AIM OF THE TASK: Once you find the line that contains "Target: gray cloud", transcribe it and each line after it through the end of the listing, exactly as written.

MATERIAL PROVIDED:
-----

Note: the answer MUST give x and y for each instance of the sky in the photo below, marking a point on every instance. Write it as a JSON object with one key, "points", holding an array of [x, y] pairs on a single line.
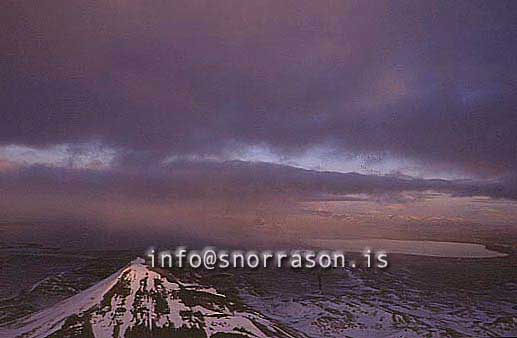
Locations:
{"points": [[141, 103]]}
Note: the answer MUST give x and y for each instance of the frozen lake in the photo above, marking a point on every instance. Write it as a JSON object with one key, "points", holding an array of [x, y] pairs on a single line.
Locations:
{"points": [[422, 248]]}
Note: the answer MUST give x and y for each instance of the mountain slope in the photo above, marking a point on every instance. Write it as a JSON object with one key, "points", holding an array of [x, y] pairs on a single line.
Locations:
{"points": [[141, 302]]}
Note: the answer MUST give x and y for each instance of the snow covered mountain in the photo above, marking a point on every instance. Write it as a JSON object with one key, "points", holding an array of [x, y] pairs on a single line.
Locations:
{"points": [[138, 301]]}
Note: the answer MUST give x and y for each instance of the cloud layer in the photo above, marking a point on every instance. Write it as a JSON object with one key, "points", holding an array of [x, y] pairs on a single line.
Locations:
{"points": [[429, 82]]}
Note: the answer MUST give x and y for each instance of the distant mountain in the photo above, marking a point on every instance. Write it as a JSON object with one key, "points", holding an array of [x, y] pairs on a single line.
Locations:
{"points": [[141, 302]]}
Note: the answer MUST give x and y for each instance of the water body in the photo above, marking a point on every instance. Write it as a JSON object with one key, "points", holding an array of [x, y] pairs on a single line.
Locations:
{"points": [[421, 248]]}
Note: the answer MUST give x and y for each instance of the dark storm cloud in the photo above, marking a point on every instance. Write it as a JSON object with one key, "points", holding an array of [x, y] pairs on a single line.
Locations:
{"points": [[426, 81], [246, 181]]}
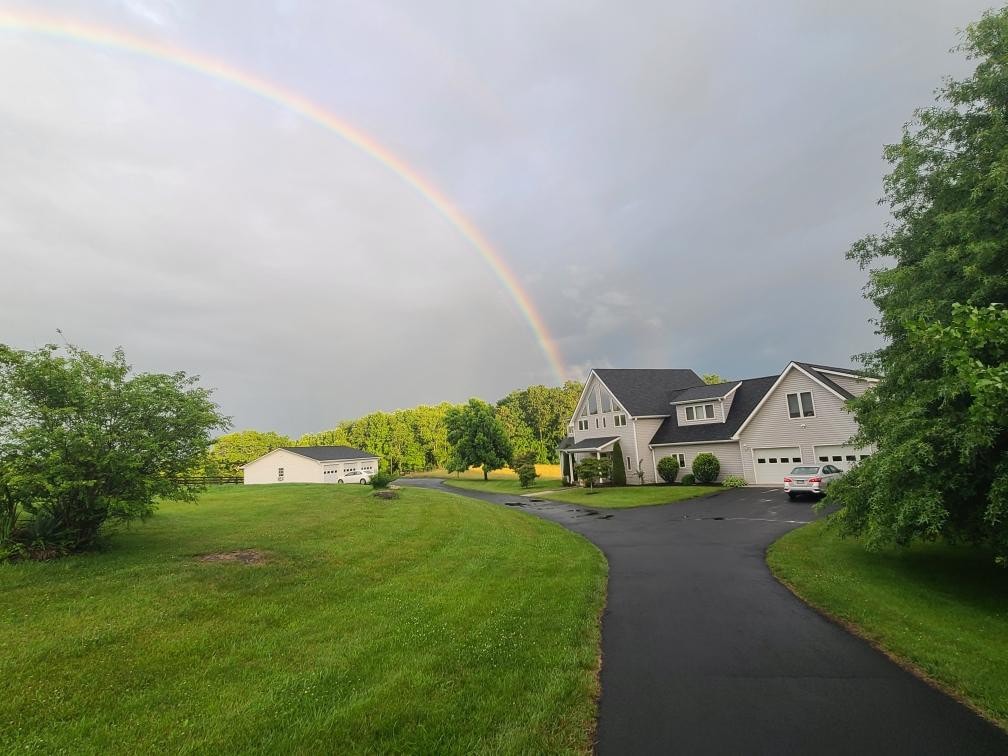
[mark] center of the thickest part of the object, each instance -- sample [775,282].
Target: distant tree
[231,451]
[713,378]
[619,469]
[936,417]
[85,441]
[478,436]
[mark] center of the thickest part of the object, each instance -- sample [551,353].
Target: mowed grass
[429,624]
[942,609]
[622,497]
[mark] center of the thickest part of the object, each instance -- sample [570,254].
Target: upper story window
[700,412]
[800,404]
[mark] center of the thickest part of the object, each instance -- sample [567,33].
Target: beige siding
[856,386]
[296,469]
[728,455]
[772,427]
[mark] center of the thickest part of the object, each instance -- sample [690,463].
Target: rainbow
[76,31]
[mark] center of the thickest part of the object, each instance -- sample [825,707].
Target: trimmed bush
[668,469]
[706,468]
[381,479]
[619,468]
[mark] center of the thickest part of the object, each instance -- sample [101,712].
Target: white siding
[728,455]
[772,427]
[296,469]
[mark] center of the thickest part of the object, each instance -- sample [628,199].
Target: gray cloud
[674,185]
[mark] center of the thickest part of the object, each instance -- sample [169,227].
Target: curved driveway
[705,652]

-----

EXERCISE SOLUTION:
Target: gray cloud
[674,185]
[mark] center of the thickest part of the object, each instance -- sample [169,227].
Target: curved driveway
[705,652]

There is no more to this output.